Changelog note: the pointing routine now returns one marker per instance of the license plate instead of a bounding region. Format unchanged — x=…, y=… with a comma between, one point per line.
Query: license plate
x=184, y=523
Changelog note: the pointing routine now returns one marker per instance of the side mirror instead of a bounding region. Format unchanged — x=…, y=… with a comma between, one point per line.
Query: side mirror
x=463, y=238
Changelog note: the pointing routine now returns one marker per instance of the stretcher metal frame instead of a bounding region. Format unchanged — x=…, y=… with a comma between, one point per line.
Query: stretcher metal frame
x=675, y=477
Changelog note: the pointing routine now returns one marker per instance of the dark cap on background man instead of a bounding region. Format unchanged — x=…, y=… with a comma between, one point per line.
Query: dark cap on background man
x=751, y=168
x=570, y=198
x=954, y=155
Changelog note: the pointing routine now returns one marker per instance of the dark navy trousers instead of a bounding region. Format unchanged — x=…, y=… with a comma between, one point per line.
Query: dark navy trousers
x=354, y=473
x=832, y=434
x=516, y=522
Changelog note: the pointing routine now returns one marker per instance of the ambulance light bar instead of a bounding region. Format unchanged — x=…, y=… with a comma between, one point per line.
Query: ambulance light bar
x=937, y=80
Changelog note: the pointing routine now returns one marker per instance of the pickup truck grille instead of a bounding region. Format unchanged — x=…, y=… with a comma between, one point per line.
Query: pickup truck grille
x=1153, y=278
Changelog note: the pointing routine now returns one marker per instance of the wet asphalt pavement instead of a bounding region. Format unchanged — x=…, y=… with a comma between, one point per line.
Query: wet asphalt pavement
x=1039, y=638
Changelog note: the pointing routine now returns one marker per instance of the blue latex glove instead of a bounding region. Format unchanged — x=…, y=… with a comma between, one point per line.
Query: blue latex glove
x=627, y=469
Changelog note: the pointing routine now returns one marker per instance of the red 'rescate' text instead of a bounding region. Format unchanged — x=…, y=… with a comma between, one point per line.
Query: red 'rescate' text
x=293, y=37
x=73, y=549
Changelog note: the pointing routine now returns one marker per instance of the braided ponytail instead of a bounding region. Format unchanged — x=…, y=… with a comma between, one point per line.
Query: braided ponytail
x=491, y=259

> What you need to do
Copy the listing above line for line, with no changes.

> Correct result
Changelog note: the pointing routine now returns one marker per instance of the license plate instead of a bounding region. Format unchanged — x=…, y=… with a comma between, one point per line.
Query: license plate
x=184, y=523
Changelog note: the pointing routine now returns one marker per instance of the side mirror instead of a bounding region. Format unchanged — x=…, y=… with a comma between, one point per line.
Query: side mirror
x=463, y=238
Changelog note: the pointing routine now returns one marker per instance of the stretcher metal frame instead of a bounding region. Format unchanged — x=…, y=… with a comma between, one point per line.
Query: stretcher metal frame
x=675, y=477
Changelog note: the pointing routine now returns one marker per instance of the dark cap on background man instead of a bounding region. Format unchanged — x=…, y=… with a comma between, one point per line.
Query: dark cap on background man
x=751, y=168
x=570, y=198
x=954, y=155
Changelog note: the pointing routine now returns one marker per instance of the dark navy trousers instead of a bounding region. Format unchanged — x=…, y=… with a comma between, one point per line.
Query: dark navy trousers
x=354, y=473
x=832, y=434
x=516, y=522
Changelog note: the pointing routine now returns one marker per instance of the ambulance light bar instead of a bounding region. Format unchanged — x=…, y=… with a comma between, one point per line.
Query: ambulance light bar
x=937, y=80
Changelog note: the pointing routine now returns one marker per instance of the pickup truck grille instead of a bounding region. Format unchanged — x=…, y=… with a comma between, one point per line.
Query: pickup truck grille
x=1153, y=278
Changelog note: the pointing routine now returns one marker per instance of the wet asphalt pavement instead of a bounding region. Format unchanged — x=…, y=… with a comma between, one point per line.
Query: wet asphalt pavement
x=1039, y=638
Changelog note: the pointing routine now returns one marker per instance of the blue latex glove instead of a bounding region. Format unchanged — x=…, y=… with a comma between, one point per line.
Query: blue latex glove
x=627, y=469
Changelog note: the pointing routine now returns one marker per instance of the red 'rescate' text instead of a bounding region. Format unchanged — x=…, y=… with a comma between, one point per line.
Query: red 'rescate' text
x=293, y=37
x=73, y=549
Changelog note: the pointing routine now returns one marker per instance of the braided ponytail instead of a bounding region. Format unchanged — x=…, y=… with a comma between, one point per line.
Query: braided ponytail
x=491, y=259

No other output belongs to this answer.